- GOAL OF THE EXERCISE:
The full data must be written out exactly, with every line included.

- DATA EXTRACT:
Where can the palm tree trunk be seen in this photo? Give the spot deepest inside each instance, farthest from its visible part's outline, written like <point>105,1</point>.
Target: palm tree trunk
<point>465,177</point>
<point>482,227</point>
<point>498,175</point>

- YOUR RESPONSE:
Where can the palm tree trunk be seen in this photo? Give the spot deepest inside each instance, farthest from its visible part's outline, written like <point>105,1</point>.
Target: palm tree trunk
<point>465,177</point>
<point>482,227</point>
<point>498,175</point>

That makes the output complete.